### [Quoted text]
In semiconductors the spin-orbit effect appears as an interaction of the electron spin with an effective magnetic field whose direction and magnitude depend on the electron momentum. A specific form of this dependence is determined by the crystal symmetry, as well as by the symmetry of the potential energy profile in heterostructures. In strained semiconductors new components of the effective magnetic field appear due to violation of the local crystal symmetry [10]. The effective of the strain induced SOI on spin transport was spectacularly demonstrated by Kato et. al. in their Faraday rotation experiment [9]. An interesting property of the strain induced SOI is that the strain can be associated with mechanical motion of the solid, in particular, with oscillations in nanomechanical systems (NMS), in such a way making possible the spin-orbit coupling of the electron spin to nanomechanical oscillations. At the same time a big progress in fabricating various NMS [11] allows one to reach the required parameter range to observe subtle effects produced by such a coupling.

We will consider NMS in the form of a suspended beam with a doped semiconductor film epitaxially grown on its surface (see Fig. 1). An analysis of the SOI in this system shows that the flexural and torsion vibrational modes couple most effectively to the electron spin. As a simple example, we will focus the torsion modes. The strain associated with torsion produces the spin-orbit field which is linear with respect to the electron momentum and is directed perpendicular to it. This field varies in time and space according to respective variations of the torsion strain. Due to the linear dependence on the momentum, the SOI looks precisely as interaction with spin dependent electromagnetic vector potential. An immediate result of this analogy is that the time dependent torsion gives rise to a motive force on electrons. Such a force, however, acts in different directions on particles with oppositely oriented spins, including thus the spin current in the electron gas. The physics of this phenomenon is very similar to the spin current generation under time dependent Rashba SOI, where the time dependence of the SOI coupling parameter is provided by the gate voltage variation [6]. In the present work we will focus, however, on the inverse effect. Due to the SOI coupling, the spin current flowing through the beam is expected to create a mechanical torsion. The torque effect on NMS due to spin flow has been previously predicted [12] for a different physical realization, where the torque has been created by spin flips at nonmagnetic-ferromagnetic interface. They also suggested an experimental set up to measure such a small torque. The torque due to SOI effect can be by 2 orders of magnitude stronger than the torque produced by the current flowing through the FM-NM interface. Hence, the SOI effect can be measured by the same method as was proposed [12]. Besides this method, other sensitive techniques for displacement measurements can be

employed [13].

### [Records provided]
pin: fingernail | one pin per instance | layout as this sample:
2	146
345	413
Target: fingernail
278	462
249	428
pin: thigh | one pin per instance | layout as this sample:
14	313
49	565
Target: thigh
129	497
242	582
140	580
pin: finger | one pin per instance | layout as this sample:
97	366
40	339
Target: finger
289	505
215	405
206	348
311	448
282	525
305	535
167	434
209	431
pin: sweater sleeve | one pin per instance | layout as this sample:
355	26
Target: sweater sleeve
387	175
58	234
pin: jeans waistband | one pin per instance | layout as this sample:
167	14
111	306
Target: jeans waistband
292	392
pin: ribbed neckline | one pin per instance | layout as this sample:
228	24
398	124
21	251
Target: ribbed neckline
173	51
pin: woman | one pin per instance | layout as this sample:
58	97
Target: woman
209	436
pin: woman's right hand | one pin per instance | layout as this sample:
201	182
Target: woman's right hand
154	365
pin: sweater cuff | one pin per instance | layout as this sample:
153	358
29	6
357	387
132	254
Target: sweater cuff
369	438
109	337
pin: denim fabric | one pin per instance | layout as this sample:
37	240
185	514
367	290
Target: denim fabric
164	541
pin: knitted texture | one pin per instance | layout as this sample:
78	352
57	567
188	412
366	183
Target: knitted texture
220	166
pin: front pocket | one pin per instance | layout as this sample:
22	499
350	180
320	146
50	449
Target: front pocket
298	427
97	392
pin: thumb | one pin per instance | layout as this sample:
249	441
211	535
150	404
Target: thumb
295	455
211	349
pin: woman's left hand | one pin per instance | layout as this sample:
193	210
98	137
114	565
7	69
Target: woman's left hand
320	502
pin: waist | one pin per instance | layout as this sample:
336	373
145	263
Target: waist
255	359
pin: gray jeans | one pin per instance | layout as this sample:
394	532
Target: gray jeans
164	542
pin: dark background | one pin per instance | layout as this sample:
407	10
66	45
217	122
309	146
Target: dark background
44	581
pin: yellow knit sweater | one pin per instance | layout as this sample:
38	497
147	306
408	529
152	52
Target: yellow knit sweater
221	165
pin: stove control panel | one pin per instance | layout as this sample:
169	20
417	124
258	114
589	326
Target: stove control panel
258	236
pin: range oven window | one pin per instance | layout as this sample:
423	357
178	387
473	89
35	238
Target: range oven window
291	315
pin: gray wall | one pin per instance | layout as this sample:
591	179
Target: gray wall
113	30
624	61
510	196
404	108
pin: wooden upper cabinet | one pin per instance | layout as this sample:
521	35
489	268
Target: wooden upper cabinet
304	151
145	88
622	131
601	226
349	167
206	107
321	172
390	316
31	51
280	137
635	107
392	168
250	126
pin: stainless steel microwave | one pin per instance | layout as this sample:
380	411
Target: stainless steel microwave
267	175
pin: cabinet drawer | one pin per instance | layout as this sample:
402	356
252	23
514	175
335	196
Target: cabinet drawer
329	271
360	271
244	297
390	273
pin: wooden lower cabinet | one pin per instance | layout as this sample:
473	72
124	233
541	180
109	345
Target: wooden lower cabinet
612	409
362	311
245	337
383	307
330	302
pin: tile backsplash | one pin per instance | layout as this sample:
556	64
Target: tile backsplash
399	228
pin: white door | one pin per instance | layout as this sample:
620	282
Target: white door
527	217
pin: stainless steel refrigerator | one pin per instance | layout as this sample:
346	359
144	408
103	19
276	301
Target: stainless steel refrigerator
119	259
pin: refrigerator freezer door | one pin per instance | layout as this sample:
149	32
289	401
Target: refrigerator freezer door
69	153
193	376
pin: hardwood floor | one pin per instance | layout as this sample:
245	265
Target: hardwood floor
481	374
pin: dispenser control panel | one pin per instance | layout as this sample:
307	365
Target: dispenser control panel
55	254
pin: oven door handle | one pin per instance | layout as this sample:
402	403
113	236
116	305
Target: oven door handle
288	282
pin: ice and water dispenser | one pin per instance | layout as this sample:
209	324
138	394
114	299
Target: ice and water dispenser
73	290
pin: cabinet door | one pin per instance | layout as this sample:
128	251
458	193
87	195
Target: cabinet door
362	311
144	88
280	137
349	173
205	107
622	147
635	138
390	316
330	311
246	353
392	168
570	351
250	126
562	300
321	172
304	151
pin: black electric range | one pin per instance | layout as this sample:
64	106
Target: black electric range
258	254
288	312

### [Exercise goal]
Translate this sentence from the passage on spin-orbit coupling in nanomechanical systems into Spanish: "This field varies in time and space according to respective variations of the torsion strain."

### [Solution to this exercise]
Este campo varía en el tiempo y en el espacio de acuerdo con las variaciones respectivas de la deformación por torsión.